**Work instructions**.
[1] Duplicate the passage on Illuminism from "Fearfulness predicates a" up to and including "one’s own throat.".
[2] Summarize the passage on Illuminism in two sentences.
[3] Write the next part of the passage on Illuminism and fear, beginning right after its final sentence.

**Document extract**.
-*-

Illuminism may be thought of as the extreme stratification of knowledge and technology through hierarchical forms of distribution. It is characterized by an emphasis on solar symbolism, numerology and ancient Babylonian ritual. Illuminists specialize in the creation of micro level events which have resonance in the collective consciousness on a macro level. Spiritually and creatively restrictive memes are a major Illuminist tool. The dominant human predisposition to identify with the bio-suit of the body is one of their crowning achievements. It is the oldest trick in the book. Get the plebs thinking they are dumb and powerless and only live for 80 years. That’ll keep them quiet. And in the main, it does. This potent memeplex of helplessness has established itself as a core belief system, taught from birth, and most rigorously in the west. Though under the aegis of the capitalist paradigm, its tentacles have spread much farther afield. Fear is the frequency of control.

Fearfulness predicates a neurotic and materialist impulse to have everything organized and classified. A box for this and a box for that. Every mystery reduced to nothing more than a missing label. This goes here and that goes over there. When the fear juice kicks in, the compartmentalization mechanism goes into overdrive. Organizational madness. Displacement activities desperately filling the void of spiritual crisis. In this respect, reductionism reflects a fear-based belief system founded on the egoic survival response. Belief has become the blade that cuts one’s own throat.

-*-

**Listed records**.
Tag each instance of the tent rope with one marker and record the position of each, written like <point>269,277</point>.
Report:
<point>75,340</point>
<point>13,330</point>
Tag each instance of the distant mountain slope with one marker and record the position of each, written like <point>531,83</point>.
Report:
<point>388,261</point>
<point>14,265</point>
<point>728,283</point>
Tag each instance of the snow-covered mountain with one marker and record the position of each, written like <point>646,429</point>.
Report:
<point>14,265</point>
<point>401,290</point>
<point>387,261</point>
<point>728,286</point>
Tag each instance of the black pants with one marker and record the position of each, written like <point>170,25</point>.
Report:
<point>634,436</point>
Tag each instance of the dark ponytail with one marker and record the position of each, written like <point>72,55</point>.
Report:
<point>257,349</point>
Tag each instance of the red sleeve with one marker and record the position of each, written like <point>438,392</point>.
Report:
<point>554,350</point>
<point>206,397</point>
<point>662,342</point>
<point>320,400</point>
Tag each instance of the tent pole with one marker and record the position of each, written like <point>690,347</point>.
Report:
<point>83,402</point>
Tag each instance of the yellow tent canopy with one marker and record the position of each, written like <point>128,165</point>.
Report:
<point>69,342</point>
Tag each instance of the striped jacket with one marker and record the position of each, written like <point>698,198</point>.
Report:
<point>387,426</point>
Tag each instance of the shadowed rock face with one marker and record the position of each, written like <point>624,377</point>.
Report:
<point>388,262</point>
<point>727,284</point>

-*-

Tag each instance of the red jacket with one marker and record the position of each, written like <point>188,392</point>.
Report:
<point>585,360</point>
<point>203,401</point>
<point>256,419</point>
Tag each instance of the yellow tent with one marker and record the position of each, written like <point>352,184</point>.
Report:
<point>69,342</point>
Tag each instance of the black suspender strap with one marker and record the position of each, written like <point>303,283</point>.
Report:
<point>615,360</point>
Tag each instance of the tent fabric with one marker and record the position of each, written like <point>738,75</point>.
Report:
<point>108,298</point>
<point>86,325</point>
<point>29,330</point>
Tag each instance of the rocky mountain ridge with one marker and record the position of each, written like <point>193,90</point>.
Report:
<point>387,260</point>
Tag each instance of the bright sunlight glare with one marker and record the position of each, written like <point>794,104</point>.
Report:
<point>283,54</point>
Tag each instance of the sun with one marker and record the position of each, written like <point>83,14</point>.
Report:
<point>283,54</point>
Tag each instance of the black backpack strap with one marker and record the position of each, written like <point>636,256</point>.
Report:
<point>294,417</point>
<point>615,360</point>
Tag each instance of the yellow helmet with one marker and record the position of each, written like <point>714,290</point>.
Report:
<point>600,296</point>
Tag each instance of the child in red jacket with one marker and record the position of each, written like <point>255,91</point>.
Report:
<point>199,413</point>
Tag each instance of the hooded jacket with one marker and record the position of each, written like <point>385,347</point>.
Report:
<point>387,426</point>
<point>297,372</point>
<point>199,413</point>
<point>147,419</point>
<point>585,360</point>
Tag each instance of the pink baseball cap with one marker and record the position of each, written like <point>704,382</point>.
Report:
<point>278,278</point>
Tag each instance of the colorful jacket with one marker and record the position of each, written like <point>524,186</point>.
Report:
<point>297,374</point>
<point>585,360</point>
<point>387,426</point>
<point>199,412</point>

-*-

**Per-task outputs**.
[1]
Fearfulness predicates a neurotic and materialist impulse to have everything organized and classified. A box for this and a box for that. Every mystery reduced to nothing more than a missing label. This goes here and that goes over there. When the fear juice kicks in, the compartmentalization mechanism goes into overdrive. Organizational madness. Displacement activities desperately filling the void of spiritual crisis. In this respect, reductionism reflects a fear-based belief system founded on the egoic survival response. Belief has become the blade that cuts one’s own throat.

[2] The passage describes Illuminism as the extreme stratification of knowledge and technology through hierarchical distribution, using spiritually restrictive memes and a core belief in human helplessness, with fear as the frequency of control. It argues that fear drives a neurotic urge to organize and classify everything, so that reductionism reflects a fear-based belief system founded on the egoic survival response.

[3]
Velocity Of Consciousness

Someone says “I saw a ghost walk through a wall yesterday.” Either end of a belief-based response may elicit an unnecessarily biased and self-inhibiting reaction. “Rubbish. There’s no such thing as ghosts. You must be seeing things”. Or “Wow. Yes ghosts are around us all the time. It was probably your uncle Albert”. The balanced response is more along the lines of “That’s interesting. What happened?” No belief required, no judgement necessary. Go with the information and follow the ideas. Hold what is useful and discard what is not. If ontological enquiry is always undertaken within a strict framework of belief, it will always be exceedingly narrow in both range and discernment.

The parallel highways of (a) unveiling the Control System and (b) engaging with the universal mystery are set to converge within the next four years. There are those who focus largely on conspiratorial research and disclosure; endless labyrinths of secret societies, alternate histories, psychological operations, alien treaties and black budget projects. There are those who choose the path of personal transcendence, the way of the spiritual warrior, consciousness evolution, gnosis. Depending on subtle psychological and spiritual qualities, the right path naturally presents itself. In the end, ‘unveiling’ and ‘engagement’ are merely dark and light aspects of the same transcendental configuration.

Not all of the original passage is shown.